- INFORMATION PROVIDED

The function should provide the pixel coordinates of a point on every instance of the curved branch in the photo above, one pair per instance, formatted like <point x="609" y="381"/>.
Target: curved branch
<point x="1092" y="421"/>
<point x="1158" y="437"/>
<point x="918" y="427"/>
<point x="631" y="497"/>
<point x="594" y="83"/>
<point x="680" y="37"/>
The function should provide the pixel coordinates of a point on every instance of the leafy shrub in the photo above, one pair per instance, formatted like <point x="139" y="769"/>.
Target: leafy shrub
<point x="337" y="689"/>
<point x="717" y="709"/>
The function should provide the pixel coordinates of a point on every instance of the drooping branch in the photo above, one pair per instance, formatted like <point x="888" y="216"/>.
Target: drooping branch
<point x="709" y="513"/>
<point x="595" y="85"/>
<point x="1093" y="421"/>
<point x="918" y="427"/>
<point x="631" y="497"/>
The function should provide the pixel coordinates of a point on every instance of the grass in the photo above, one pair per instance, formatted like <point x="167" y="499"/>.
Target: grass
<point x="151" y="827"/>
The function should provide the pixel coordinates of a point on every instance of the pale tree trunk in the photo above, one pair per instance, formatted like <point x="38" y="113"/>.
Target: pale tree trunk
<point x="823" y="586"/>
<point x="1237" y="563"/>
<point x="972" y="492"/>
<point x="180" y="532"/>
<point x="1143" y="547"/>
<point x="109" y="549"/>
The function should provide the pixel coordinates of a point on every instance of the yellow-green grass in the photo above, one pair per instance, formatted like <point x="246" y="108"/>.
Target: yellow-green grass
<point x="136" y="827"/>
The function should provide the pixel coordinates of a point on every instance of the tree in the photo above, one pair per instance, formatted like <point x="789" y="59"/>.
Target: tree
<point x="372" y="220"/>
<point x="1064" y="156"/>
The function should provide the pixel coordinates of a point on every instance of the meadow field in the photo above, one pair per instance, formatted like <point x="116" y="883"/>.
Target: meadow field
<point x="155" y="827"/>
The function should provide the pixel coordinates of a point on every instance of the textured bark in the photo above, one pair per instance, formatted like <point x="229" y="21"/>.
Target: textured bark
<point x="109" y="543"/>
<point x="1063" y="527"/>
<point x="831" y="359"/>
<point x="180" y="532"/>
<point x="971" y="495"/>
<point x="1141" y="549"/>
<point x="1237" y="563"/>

- WRITTEN INSTRUCTION
Take the line that contains "of the meadow" and each line after it down to the last of the records, and retype them exactly; add nothing else.

- ANSWER TO THE PROBLEM
The function should provide the pixel coordinates of a point on every instance of the meadow field in the photo above, one pair per instance, formatted like <point x="116" y="883"/>.
Target: meadow field
<point x="155" y="827"/>
The function should provide the pixel coordinates of a point on every instance of the textured bark in the photo above, one pair per instance, formatted like <point x="229" y="21"/>.
Target: textured bark
<point x="109" y="543"/>
<point x="1063" y="527"/>
<point x="831" y="359"/>
<point x="180" y="532"/>
<point x="971" y="495"/>
<point x="1141" y="549"/>
<point x="1237" y="563"/>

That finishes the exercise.